- Quoted passage
- Opening Delimiter -
Here, the information plaintiff seeks was clearly compiled for "law enforcement purposes." 5 U.S.C. § 552(b)(7)(C). Plaintiff's FOIA request sought "(1) All training materials for Boston or Hartford immigration judges produced to address the Nov. 27, 2019 court-ordered injunction in [ Brito ] ...."; and "(2) [a]ny communication between DOJ EOIR and ICE OPLA regarding the Pereira Brito litigation between Nov. 27, 2019 and Dec. 17, 2019." (Defs. Ex. 2-B at 1). As noted, the information released to plaintiff involved documents and e-mails about the appeal of Pereira Brito —that is, the appeal of a court decision—and documents and e-mails that contained advice to ICE attorneys on how to handle bond hearings after Pereira Brito —that is, enforcement of a law. Sack v. U.S. Dep't of Def. , 823 F.3d 687, 694 (D.C. Cir. 2016) ("Exemption 7 uses the term ‘law enforcement’ to describe the act of enforcing the law, both civil and criminal.") (internal quotation marks omitted); (see also Pineiro Aff. ¶ 43 (noting that the records and information released "pertain to ICE's obligation to enforce the immigration laws of the United States by arresting non-U.S. individuals who may be present in the United States illegally and placing certain categories of detainees in ICE-authorized detention facilities for the duration of their immigration proceedings, as appropriate.")).
Plaintiff contends that ICE cannot meet exemption 7(C) merely because it is a "law enforcement agency," citing Stevens v. Dep't Homeland Sec. , 2020 WL 1701882 (N.D. Ill. Apr. 8, 2020) in support. (Pl. Opp. at 13-14). There, the court noted that "[c]ourts have generally interpreted [e]xemption 7 as applying to records that pertain to specific investigations conducted by agencies, whether internal or external, and whether created or collected by the agency—in other words, investigatory files." Id. at *9 (quoting Fams. for Freedom v. U.S. Customs & Border Prot. , 797 F. Supp. 2d 375, 397 (S.D.N.Y. 2011) ). It concluded that ICE's statements that the e-mails in question involved "the performance of ICE's law enforcement mission" and "detaining ‘individuals who are in the United States illegally’ " were too "broad[ ]" and "general" and did not link the documents "to a specific investigation." Id. at *10.
- Closing Delimiter -
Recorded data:
- Opening Delimiter -
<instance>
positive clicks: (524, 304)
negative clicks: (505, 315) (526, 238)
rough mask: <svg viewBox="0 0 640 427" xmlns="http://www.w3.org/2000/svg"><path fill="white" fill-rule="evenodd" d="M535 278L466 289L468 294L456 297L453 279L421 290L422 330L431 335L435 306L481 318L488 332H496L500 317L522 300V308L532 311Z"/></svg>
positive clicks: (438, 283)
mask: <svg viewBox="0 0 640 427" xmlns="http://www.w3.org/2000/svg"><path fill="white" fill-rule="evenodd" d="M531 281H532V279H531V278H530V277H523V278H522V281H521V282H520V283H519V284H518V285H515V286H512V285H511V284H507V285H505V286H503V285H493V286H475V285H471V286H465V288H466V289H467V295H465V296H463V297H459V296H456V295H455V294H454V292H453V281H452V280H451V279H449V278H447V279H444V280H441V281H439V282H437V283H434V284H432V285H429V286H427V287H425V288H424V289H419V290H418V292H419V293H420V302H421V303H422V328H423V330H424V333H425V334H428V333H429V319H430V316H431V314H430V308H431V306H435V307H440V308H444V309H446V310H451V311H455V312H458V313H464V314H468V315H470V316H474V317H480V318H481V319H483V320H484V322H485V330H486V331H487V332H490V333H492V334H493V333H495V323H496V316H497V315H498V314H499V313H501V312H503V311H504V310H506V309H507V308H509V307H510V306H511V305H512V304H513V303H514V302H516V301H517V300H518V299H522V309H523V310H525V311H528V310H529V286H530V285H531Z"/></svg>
- Closing Delimiter -
- Job item
Continue the court opinion on the FOIA law enforcement exemption from its last sentence.

- Task answer
Here, however, ICE has not merely relied on the general fact that it is a law-enforcement agency, but has explained the specific law-enforcement purpose for which the records and information were compiled—the enforcement of the rule announced in Pereira Brito , and the appeal of Pereira Brito . In addition, while records concerning specific investigations are clearly compiled for a "law enforcement purpose," Congress specifically deleted a requirement that the information must be compiled for "investigatory" purposes from exemption 7. Tax Analysts v. IRS , 294 F.3d 71, 78-79 (D.C. Cir. 2002) (explaining that because of the 1986 amendments "internal agency material[s] relating to guidelines, techniques, and procedures for law enforcement investigations and prosecutions outside of the context of a specific investigation ... clearly satisfy the ‘law enforcement purposes’ threshold of [e]xemption 7.").
Accordingly, because the records or information at issue were compiled for law-enforcement purposes, and because "[e]xemption 7(C)’s privacy language is broader than the comparable language in [e]xemption 6," the Court will focus its analysis on the terms of exemption 7(C). Reps. Comm. for Freedom of the Press , 489 U.S. at 756, 109 S.Ct. 1468. The issue is therefore whether production of the records or information could reasonably be expected to constitute an unwarranted invasion of personal privacy.
ICE contends that release of the names and e-mail addresses of the ICE attorneys would subject them to "harassment, intimidation, doxing and annoyance ... [and] being targeted by individuals ... who may begrudge them" and could result in "interference in the performance of their duties by persons who are currently of interest to law enforcement or oppose the ICE mission." (Pineiro Aff. ¶¶ 48-49). They contend that the release of the names and alien numbers of third-party individuals could subject them to "embarrassment, harassment, and undue public attention" because of the "stigmatizing connotation carried by the mere mention of individuals in law enforcement files." (Id. ¶¶ 50-51).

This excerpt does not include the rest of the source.